Please reproduce the rows that begin with the line containing "backrest. Report a box for each matching region." and end with the line containing "[428,282,531,509]", swapping "chair backrest" for "seat back" and keeping everything else the same.

- [Listed records]
# # # # #

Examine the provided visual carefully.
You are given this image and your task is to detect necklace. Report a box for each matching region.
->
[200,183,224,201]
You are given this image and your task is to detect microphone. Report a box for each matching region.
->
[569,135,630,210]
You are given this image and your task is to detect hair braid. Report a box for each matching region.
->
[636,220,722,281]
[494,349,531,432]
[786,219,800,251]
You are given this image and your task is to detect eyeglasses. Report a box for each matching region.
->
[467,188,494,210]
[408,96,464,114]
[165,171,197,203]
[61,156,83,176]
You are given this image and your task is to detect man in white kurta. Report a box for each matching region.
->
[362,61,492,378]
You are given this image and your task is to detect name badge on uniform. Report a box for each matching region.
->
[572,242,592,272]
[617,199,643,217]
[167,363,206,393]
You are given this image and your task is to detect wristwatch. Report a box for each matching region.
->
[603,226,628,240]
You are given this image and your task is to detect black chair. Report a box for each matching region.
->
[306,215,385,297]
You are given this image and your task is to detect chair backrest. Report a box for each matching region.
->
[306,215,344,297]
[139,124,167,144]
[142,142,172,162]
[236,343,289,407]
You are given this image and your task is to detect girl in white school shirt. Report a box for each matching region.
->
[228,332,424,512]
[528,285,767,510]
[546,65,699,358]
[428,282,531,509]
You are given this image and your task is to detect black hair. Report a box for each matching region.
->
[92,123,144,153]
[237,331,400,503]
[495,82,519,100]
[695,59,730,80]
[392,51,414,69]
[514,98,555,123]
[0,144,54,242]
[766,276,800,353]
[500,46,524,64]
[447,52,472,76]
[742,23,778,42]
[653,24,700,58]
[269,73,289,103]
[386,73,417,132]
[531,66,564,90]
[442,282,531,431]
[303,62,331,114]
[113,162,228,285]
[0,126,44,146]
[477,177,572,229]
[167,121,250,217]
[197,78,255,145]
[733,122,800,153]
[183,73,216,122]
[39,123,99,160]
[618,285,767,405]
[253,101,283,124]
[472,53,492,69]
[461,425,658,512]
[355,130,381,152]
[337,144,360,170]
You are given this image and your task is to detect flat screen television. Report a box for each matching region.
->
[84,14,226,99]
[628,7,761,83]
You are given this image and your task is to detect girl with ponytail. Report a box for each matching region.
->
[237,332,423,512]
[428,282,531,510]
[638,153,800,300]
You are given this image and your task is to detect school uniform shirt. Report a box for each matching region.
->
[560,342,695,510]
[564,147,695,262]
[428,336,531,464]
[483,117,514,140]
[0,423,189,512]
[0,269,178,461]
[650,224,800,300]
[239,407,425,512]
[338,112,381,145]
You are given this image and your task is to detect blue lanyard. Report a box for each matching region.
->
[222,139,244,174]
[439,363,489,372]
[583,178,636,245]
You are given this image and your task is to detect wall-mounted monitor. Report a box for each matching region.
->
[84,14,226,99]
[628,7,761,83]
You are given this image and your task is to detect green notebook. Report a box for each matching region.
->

# # # # #

- [Result]
You are given this image and your task is to detect seat back. Report a box for each matching region.
->
[306,215,344,297]
[139,124,167,144]
[142,142,172,162]
[236,343,289,407]
You are given this image and your task is to detect girl in white school shirt. Report a box for each matching region.
->
[228,332,424,512]
[528,285,767,510]
[546,65,699,358]
[428,282,531,509]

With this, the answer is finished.